TASK ITEM
Reproduce exactly the entries from the "# actual values resemble this sample" line to the end. Skip all pictures.

RECORDED DATA
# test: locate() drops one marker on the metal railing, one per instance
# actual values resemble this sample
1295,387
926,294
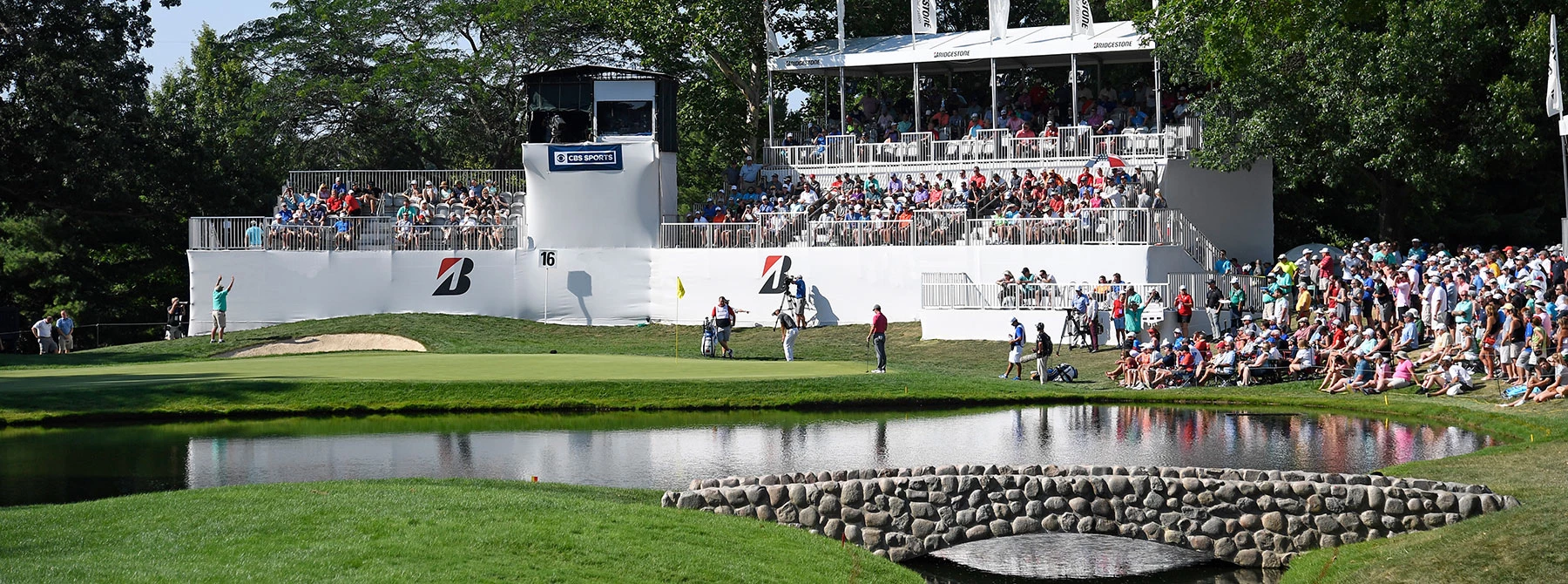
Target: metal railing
395,182
361,233
1035,295
1071,141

EXERCISE ANSWER
# actual values resemble this sample
1295,387
926,294
Target: metal railing
395,182
361,233
1035,295
1071,141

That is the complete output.